▶ DESCRIPTION OF THE TASK: Rewrite the data below, substituting "Mark one point for each instance" for each occurrence of "Drop one point per instance" and keeping everything else unchanged. Leave the pictures out of your answer.

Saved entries
• • • •
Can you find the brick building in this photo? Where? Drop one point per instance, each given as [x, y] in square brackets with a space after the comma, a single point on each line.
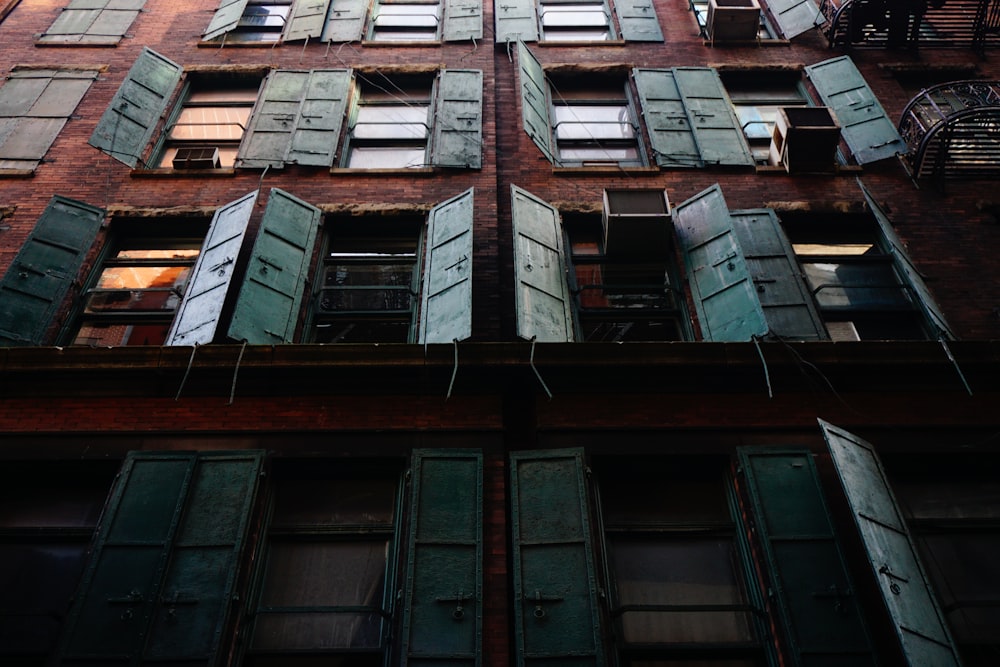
[382, 332]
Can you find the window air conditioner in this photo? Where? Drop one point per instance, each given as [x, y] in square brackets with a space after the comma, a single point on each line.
[197, 158]
[805, 139]
[636, 223]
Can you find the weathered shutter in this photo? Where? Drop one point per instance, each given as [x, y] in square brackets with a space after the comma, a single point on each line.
[713, 121]
[555, 590]
[458, 119]
[442, 615]
[44, 269]
[446, 297]
[723, 290]
[515, 21]
[345, 21]
[463, 19]
[666, 119]
[638, 21]
[158, 586]
[297, 119]
[932, 312]
[199, 312]
[920, 626]
[226, 18]
[817, 601]
[782, 291]
[534, 101]
[542, 298]
[268, 304]
[864, 125]
[129, 122]
[306, 20]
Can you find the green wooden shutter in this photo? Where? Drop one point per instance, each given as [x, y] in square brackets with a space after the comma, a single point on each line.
[638, 21]
[782, 291]
[515, 21]
[267, 307]
[542, 298]
[556, 611]
[666, 119]
[534, 101]
[458, 119]
[198, 316]
[864, 125]
[446, 298]
[920, 626]
[463, 19]
[44, 269]
[723, 290]
[442, 615]
[159, 583]
[129, 122]
[297, 119]
[817, 604]
[932, 312]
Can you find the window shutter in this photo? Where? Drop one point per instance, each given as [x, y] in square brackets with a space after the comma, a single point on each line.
[442, 615]
[555, 590]
[638, 21]
[723, 291]
[817, 604]
[515, 21]
[458, 120]
[297, 119]
[199, 312]
[920, 625]
[268, 304]
[129, 122]
[928, 305]
[44, 269]
[864, 125]
[542, 295]
[463, 19]
[159, 583]
[666, 119]
[782, 292]
[534, 101]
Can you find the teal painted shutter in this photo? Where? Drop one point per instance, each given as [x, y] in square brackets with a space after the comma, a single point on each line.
[442, 615]
[713, 121]
[199, 312]
[515, 21]
[556, 611]
[534, 101]
[542, 299]
[638, 21]
[782, 291]
[666, 119]
[817, 604]
[463, 19]
[446, 298]
[920, 625]
[268, 304]
[723, 291]
[864, 125]
[297, 119]
[129, 122]
[159, 582]
[44, 269]
[458, 119]
[932, 312]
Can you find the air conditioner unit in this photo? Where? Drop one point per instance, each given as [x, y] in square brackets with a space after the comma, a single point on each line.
[805, 139]
[733, 20]
[197, 158]
[636, 223]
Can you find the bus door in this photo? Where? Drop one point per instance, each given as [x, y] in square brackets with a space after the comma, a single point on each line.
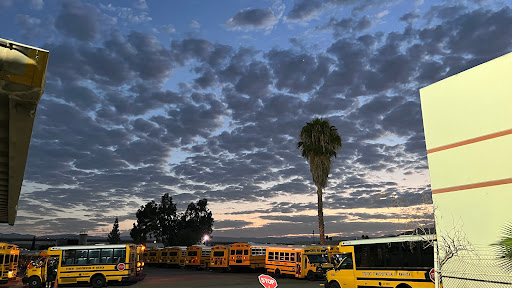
[345, 270]
[52, 266]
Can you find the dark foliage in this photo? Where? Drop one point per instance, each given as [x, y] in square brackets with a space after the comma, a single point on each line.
[114, 237]
[163, 223]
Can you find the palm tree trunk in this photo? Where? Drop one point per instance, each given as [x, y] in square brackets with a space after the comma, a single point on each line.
[320, 216]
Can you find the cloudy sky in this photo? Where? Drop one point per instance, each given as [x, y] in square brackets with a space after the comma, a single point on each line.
[206, 99]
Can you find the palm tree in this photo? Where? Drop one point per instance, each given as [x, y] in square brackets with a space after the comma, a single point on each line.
[319, 143]
[504, 247]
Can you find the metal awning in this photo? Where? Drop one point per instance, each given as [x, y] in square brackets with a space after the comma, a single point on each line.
[22, 80]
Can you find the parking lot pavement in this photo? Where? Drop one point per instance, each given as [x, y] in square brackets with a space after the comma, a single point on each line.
[169, 277]
[172, 277]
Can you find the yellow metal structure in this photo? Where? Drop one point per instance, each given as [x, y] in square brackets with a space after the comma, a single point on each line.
[9, 255]
[467, 120]
[22, 81]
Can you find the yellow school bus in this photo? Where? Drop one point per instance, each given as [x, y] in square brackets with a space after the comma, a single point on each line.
[172, 256]
[297, 261]
[197, 256]
[96, 265]
[245, 255]
[140, 258]
[151, 256]
[9, 254]
[219, 257]
[402, 261]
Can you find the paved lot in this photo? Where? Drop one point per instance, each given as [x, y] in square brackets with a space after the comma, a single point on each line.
[169, 277]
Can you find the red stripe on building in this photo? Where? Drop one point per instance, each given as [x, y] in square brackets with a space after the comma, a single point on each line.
[472, 186]
[471, 141]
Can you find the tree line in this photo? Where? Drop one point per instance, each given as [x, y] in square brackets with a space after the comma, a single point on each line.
[162, 222]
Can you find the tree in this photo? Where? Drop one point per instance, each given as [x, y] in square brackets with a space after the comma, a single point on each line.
[33, 246]
[195, 223]
[162, 222]
[167, 220]
[504, 247]
[319, 143]
[114, 237]
[147, 223]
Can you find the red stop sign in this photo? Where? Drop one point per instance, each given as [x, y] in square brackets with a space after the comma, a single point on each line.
[120, 266]
[267, 281]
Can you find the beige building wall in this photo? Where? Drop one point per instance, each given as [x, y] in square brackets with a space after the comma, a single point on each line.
[467, 121]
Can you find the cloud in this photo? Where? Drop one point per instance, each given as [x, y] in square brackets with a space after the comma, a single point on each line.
[169, 29]
[252, 18]
[36, 4]
[194, 25]
[78, 20]
[305, 10]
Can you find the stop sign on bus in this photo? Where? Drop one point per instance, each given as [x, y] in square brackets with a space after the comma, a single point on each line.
[267, 281]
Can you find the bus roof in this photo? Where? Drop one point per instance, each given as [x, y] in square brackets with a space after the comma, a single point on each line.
[401, 238]
[98, 246]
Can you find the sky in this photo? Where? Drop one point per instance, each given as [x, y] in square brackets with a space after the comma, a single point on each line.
[206, 99]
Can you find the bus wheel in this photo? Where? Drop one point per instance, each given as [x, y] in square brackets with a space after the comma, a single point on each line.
[34, 282]
[277, 273]
[98, 281]
[310, 275]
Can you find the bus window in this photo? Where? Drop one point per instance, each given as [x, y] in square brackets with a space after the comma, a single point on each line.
[81, 257]
[346, 262]
[67, 257]
[317, 259]
[119, 255]
[106, 255]
[94, 256]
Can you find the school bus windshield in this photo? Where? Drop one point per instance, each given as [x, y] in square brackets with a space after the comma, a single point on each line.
[317, 259]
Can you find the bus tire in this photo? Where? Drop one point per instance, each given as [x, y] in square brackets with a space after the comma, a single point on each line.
[277, 273]
[98, 281]
[310, 276]
[34, 282]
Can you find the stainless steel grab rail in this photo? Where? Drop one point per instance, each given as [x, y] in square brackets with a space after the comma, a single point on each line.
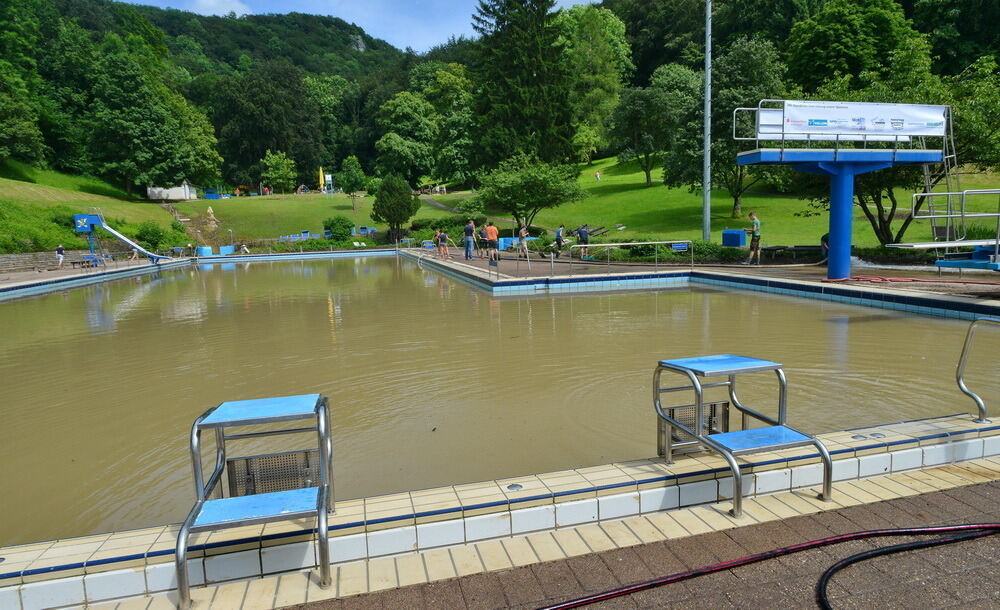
[656, 254]
[963, 360]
• • • •
▶ FULL SOLUTION:
Can you find the brick building in this photo? Where? Mark one point for each instance, each given as [x, y] in square brackets with a space after the comma, a single point on each line.
[382, 332]
Can you find the window air conditioner in this photo? Where? Mark one point for each instance, each given as [x, y] in square brackets with a space after the comma, a single point on each line.
[197, 158]
[805, 139]
[636, 223]
Can you find the weathered shutter in this photo? Where? Mark one point for each instance, each given as [x, y] in square brackets with a space after the comma, a single point on each line.
[713, 121]
[555, 590]
[458, 119]
[442, 615]
[44, 269]
[446, 297]
[723, 290]
[515, 21]
[345, 21]
[463, 19]
[666, 119]
[638, 21]
[158, 586]
[297, 119]
[932, 312]
[199, 312]
[920, 626]
[226, 18]
[817, 601]
[782, 291]
[534, 101]
[542, 298]
[268, 304]
[864, 125]
[129, 122]
[306, 20]
Can you find the green wooden shutter in this photo? Where? Mark one point for each instance, each given as [x, y] in square brackets with a space after the comma, a single point on each line.
[638, 21]
[782, 291]
[515, 21]
[267, 307]
[542, 298]
[556, 611]
[666, 119]
[534, 101]
[458, 119]
[198, 316]
[864, 125]
[446, 298]
[920, 626]
[463, 19]
[44, 269]
[723, 290]
[442, 615]
[159, 583]
[129, 122]
[297, 119]
[817, 604]
[932, 312]
Can you find the window shutter in this photo? Where? Mark one point for each instance, each given as [x, y] in square brackets with a space after the comma, a single point on each line.
[442, 615]
[555, 590]
[638, 21]
[723, 291]
[817, 604]
[515, 21]
[458, 120]
[297, 119]
[199, 312]
[920, 625]
[268, 304]
[129, 122]
[928, 305]
[44, 269]
[864, 125]
[542, 295]
[463, 19]
[159, 583]
[666, 119]
[782, 292]
[534, 101]
Can you find the teal painted shutter in this photo? Where? Mark one point for each instance, each given as [x, y] in square brackets with a space after the comma, a single point on each line.
[442, 615]
[713, 121]
[199, 312]
[515, 21]
[556, 611]
[534, 101]
[542, 299]
[638, 21]
[782, 291]
[666, 119]
[817, 604]
[463, 19]
[446, 298]
[920, 625]
[268, 304]
[723, 291]
[864, 125]
[297, 119]
[129, 122]
[159, 582]
[44, 269]
[458, 119]
[932, 312]
Can you find the air conditioner unit in this photo? Where? Mark one point for each instance, each given as [x, y] in square brackets with a space after the comma, a single point on each line.
[805, 139]
[733, 20]
[197, 158]
[636, 223]
Can you find the bus door in this photo? Where? Mark one point for each instance, each given as [x, y] in square brackets with a space after the comma, a single point on each line.
[345, 270]
[52, 266]
Can you find the dark foliage in this photo? Where? Mark one point for each instance, each given as [x, y] in square brackets with a space after the comma, a single point on each line.
[114, 237]
[163, 223]
Can you find the palm tree trunk in this photo? Where? Mark one point for each instance, each given as [x, y] in square brackets with a space after the comma, a single point on each line.
[320, 216]
Can you find the cloudy sky in this photo? Where? Mark one point for each instance, each given as [x, y] in square brackets with a space after the comma, a single point on each line.
[206, 99]
Can you find the palm tree in this photo? Where? Mark one point for each instance, each given as [x, y] in square brackets with a space after the comma, a single point on each line.
[319, 143]
[504, 247]
Can you find the metal awning in this photo? Where? Mark one point for each instance, each given as [x, y] in square brackets with a space after the comma, a single point on each line.
[22, 80]
Can you find the parking lot pavement in this photo? Where? Mark one point for each instance, each given as [x, y] in square brackets with a space after the comma, a single point on each line.
[169, 277]
[172, 277]
Can you find the yellow metal structure in this photo? Where? Mark one point for each instance, each given as [x, y] in square brackets with a space after the comma, a single point on each line.
[9, 255]
[467, 120]
[22, 81]
Can you find the yellow school bus in this photo? Where? Mark one point for each instance, each given as [x, y] in square brackets with a space after the comma, a single point on each line.
[172, 256]
[297, 261]
[197, 256]
[96, 265]
[245, 255]
[140, 258]
[151, 256]
[9, 254]
[219, 257]
[402, 261]
Can you find the paved lot in this photo? Where? Mark one point for each instance, each given as [x, y] in square brackets with a space after the comma, a single point on each line.
[169, 277]
Can you find the red stripe on building in this photo? Where? Mark one point for each instance, each given as [x, y] in square brackets with a space after the comma, a single point on each line.
[472, 186]
[471, 141]
Can you find the tree line in this photo? Where? Mark one point for each instance, each given as [x, y] in square brackets with a space after the comma, a single point on each line.
[162, 222]
Can you find the tree in this photo? Where? Mark one point for each instance, each given as [x, y] in square brackets with a space after the comma, a single point on each line.
[33, 246]
[195, 223]
[162, 222]
[167, 220]
[504, 247]
[319, 143]
[114, 237]
[147, 223]
Can you find the red stop sign in this photo? Where? Mark one point for each instance, each given as [x, y] in square brackets with a space after the comma, a single point on each line.
[120, 266]
[267, 281]
Can you find the beige building wall in this photo? Where? Mark one point for each instance, each given as [x, y] in square brackets with a space after the comma, a single point on each line.
[467, 121]
Can you find the cloud in this photo? Where? Mark one point for each instance, each given as [x, y] in square brackets with a space after the comma, a single point on each line.
[169, 29]
[252, 18]
[36, 4]
[194, 25]
[78, 20]
[305, 10]
Can you find the stop sign on bus in this photo? Where? Mark one point for each instance, each given as [x, y] in square brackets with a space after the comma, a single point on each line.
[267, 281]
Can you find the bus roof in this photo? Where? Mark one point for each instance, each given as [x, y] in square brackets with a space after the comma, a single point on each line.
[401, 238]
[98, 246]
Can you find the sky in this photo? Where? Mark one point for each instance, each given as [x, y] in square brackets with a space after the comma, a single point on each line.
[206, 99]
Can you find the bus wheel in this photo? Where? Mark one point for each instance, each given as [x, y] in square brackets with a space after the comma, a single point on each line.
[34, 282]
[277, 273]
[98, 281]
[310, 275]
Can you find the bus window in this photo? Where? Mark one point for each instance, each given as [x, y] in square brackets with a space after the comma, a single point on each line.
[81, 257]
[346, 262]
[67, 257]
[317, 259]
[119, 255]
[106, 255]
[94, 256]
Can you find the school bus windshield in this photo? Where? Mark one point for each instance, each given as [x, y] in square brackets with a space after the comma, a single point on each line.
[317, 259]
Can you find the bus tire in this photo? Where? Mark one point for each instance, each given as [x, y] in square brackets with a space after the comma, a single point on each line.
[277, 273]
[98, 281]
[310, 276]
[34, 282]
Can you find the stainless steel grab rail in this photo? Where? Mark one point for each instance, each given as [x, y] in square brackets with a space after the comma, a single point on each line.
[656, 254]
[963, 360]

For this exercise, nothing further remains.